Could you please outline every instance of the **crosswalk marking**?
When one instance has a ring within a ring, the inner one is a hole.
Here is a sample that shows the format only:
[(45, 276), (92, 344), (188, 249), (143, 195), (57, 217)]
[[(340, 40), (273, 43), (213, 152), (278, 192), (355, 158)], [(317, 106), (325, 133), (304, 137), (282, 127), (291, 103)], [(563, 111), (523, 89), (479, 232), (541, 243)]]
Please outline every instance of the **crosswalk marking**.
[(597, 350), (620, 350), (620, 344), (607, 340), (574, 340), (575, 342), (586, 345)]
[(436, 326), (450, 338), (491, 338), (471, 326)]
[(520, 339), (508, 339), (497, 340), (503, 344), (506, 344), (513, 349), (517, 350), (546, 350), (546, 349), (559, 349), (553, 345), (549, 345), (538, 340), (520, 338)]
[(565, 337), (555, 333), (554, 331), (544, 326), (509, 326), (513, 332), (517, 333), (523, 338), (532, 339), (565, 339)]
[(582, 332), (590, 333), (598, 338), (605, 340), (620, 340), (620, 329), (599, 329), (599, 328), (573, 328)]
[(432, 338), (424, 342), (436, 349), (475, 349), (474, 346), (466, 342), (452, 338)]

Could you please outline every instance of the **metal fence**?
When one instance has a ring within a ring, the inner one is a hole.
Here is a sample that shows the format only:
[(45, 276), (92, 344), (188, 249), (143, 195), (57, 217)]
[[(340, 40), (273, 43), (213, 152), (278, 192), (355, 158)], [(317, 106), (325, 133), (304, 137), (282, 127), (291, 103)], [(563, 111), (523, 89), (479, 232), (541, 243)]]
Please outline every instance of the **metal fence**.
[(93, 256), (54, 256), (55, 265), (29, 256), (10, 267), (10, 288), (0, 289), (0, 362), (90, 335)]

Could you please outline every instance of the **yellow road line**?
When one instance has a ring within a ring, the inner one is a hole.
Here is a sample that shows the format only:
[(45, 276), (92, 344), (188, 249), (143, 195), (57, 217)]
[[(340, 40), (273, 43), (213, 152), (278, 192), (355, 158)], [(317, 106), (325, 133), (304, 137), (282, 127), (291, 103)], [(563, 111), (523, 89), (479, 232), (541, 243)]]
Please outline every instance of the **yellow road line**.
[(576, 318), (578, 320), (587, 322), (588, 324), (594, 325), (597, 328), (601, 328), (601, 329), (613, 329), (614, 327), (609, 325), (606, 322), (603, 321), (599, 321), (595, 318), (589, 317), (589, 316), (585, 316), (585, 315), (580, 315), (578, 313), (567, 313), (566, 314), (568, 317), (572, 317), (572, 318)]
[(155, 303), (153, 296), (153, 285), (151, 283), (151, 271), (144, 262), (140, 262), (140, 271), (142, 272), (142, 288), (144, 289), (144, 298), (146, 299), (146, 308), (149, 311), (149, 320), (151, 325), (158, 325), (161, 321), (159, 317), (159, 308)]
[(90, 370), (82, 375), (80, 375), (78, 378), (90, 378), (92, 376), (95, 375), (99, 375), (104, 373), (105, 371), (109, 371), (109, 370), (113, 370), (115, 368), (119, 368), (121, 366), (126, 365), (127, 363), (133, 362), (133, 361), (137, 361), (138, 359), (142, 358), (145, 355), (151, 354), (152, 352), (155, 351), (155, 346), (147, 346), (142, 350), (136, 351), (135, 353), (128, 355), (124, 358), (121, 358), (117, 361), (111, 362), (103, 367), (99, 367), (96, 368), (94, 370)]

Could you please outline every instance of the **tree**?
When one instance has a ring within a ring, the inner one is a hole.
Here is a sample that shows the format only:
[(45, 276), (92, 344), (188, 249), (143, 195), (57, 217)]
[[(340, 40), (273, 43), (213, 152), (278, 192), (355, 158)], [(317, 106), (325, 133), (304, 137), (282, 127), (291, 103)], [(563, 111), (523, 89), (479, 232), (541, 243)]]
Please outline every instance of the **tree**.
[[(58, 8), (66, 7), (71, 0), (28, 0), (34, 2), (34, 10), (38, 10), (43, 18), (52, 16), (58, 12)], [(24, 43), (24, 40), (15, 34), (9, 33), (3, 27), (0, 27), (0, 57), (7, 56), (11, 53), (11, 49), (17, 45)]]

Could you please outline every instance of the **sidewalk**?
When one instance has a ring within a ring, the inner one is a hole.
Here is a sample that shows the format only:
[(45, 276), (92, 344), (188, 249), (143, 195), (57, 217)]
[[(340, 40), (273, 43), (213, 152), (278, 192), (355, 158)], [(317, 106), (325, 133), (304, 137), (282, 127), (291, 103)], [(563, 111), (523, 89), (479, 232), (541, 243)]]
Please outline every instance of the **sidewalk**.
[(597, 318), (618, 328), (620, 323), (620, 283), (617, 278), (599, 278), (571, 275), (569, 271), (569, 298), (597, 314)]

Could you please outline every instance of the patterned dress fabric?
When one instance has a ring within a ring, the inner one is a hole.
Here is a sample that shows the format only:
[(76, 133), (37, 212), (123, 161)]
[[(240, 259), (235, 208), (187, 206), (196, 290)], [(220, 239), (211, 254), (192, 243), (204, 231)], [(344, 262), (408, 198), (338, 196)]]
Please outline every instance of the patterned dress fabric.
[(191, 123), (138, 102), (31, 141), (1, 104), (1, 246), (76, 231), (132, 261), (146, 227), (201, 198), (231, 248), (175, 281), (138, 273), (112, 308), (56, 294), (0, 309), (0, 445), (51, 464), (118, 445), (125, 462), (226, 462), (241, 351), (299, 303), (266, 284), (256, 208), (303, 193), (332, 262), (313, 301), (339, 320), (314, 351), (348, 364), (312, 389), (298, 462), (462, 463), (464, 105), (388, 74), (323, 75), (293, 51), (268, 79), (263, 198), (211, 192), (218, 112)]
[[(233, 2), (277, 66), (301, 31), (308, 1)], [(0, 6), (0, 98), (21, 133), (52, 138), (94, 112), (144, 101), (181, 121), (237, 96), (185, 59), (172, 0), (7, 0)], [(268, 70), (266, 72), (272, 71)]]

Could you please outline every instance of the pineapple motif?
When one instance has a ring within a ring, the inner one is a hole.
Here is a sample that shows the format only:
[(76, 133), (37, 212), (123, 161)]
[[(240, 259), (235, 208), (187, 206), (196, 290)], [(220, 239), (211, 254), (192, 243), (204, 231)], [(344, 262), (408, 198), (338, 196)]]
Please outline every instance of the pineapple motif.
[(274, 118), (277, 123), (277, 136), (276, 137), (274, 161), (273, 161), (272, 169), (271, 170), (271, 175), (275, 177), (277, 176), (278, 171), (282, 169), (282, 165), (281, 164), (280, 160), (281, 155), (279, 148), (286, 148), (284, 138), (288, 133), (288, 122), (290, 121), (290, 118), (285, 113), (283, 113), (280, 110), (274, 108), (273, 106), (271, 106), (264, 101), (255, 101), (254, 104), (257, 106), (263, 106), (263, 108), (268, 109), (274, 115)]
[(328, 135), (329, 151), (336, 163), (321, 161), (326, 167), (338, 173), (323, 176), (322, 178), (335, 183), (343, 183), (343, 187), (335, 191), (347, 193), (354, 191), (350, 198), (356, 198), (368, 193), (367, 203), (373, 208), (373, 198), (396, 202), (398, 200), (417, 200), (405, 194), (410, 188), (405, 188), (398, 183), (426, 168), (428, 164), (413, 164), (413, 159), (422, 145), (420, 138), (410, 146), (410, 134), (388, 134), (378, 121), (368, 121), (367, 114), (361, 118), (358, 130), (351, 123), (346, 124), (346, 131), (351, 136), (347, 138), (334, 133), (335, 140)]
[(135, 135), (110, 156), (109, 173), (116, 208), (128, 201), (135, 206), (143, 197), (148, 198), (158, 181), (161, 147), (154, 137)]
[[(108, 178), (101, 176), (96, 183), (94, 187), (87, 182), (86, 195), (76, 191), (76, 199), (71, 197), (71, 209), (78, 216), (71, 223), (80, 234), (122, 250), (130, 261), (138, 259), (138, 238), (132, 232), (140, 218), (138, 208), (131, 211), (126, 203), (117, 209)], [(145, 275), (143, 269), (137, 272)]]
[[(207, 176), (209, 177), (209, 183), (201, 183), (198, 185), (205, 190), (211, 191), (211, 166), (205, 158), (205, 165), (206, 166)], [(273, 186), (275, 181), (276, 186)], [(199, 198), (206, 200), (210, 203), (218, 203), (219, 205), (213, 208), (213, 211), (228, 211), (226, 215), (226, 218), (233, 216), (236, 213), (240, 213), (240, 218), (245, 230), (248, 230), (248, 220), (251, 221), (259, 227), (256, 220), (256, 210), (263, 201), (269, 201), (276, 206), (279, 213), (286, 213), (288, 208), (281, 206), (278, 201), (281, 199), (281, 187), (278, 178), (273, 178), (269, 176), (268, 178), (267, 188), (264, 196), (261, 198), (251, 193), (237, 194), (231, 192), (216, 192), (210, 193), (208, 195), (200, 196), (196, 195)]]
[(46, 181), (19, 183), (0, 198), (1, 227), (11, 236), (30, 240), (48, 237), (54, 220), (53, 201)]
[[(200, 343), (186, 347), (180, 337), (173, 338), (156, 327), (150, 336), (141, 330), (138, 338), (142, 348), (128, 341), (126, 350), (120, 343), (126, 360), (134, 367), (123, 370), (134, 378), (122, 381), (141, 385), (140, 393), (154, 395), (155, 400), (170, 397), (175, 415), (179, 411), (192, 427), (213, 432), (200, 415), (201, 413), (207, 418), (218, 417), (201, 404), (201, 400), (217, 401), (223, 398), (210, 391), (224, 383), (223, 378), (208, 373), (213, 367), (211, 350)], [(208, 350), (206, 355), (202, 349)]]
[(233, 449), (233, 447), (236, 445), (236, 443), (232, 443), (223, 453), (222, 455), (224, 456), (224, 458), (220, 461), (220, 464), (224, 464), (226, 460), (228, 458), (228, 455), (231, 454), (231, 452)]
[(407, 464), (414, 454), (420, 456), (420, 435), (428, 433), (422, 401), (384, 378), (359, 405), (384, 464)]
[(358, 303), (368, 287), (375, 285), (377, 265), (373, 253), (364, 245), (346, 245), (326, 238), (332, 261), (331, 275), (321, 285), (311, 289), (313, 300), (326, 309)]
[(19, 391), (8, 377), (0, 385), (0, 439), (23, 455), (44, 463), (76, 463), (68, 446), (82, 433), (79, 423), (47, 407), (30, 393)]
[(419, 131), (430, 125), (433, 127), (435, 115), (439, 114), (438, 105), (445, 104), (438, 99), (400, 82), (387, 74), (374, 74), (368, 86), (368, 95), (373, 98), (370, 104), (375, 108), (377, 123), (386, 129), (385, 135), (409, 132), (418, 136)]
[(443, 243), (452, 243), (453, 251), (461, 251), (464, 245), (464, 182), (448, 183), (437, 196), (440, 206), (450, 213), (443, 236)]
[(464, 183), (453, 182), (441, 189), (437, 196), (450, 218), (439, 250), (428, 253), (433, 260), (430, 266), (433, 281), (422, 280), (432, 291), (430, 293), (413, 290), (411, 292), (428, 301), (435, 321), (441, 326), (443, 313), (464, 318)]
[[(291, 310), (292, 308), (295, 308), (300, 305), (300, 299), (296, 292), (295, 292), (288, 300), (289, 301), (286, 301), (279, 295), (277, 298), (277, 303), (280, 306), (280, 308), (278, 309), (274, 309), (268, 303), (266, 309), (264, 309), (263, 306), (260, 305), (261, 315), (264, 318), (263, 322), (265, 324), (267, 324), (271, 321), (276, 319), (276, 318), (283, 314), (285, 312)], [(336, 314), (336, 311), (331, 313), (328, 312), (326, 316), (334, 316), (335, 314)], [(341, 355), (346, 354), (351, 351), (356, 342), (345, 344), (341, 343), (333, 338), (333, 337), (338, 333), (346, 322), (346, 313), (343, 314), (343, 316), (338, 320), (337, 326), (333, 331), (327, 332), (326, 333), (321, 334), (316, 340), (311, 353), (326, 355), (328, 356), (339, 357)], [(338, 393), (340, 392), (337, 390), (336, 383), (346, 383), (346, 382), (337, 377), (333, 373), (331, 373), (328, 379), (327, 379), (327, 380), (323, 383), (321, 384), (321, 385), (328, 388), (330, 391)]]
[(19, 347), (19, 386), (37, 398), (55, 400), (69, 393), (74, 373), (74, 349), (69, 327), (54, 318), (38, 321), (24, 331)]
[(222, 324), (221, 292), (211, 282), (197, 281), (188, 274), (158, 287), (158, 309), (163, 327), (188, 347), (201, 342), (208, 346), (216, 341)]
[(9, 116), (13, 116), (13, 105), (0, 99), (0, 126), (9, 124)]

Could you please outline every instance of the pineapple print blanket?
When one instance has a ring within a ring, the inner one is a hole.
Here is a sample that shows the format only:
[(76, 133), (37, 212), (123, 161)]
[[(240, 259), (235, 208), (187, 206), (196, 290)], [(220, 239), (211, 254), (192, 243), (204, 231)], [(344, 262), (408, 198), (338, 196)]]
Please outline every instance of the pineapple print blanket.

________________________

◆ **Stated exercise**: Return everything from the line containing "Could you please outline every instance of the patterned" down to the line containing "192), (218, 112)]", both included, repeating those lines exactly and nothing else.

◆ **Written answer**:
Could you please outline every instance of the patterned dress fabric?
When one instance has a ring within a ring, the inner one is a hole.
Here is a sample that shows the format only:
[(76, 133), (37, 212), (123, 161)]
[[(240, 259), (235, 208), (187, 206), (196, 290)], [(220, 239), (211, 254), (192, 243), (204, 231)], [(344, 262), (408, 198), (338, 196)]]
Please outline every instance of the patterned dress fabric.
[(191, 123), (138, 102), (31, 141), (1, 104), (1, 246), (76, 231), (132, 261), (146, 227), (201, 198), (231, 248), (175, 281), (138, 273), (112, 308), (56, 294), (0, 309), (0, 445), (51, 464), (118, 445), (125, 462), (226, 462), (241, 351), (299, 303), (266, 284), (256, 208), (303, 193), (332, 262), (313, 301), (339, 320), (314, 351), (348, 364), (312, 389), (298, 462), (462, 463), (464, 105), (388, 74), (323, 75), (293, 51), (268, 79), (263, 198), (211, 192), (218, 112)]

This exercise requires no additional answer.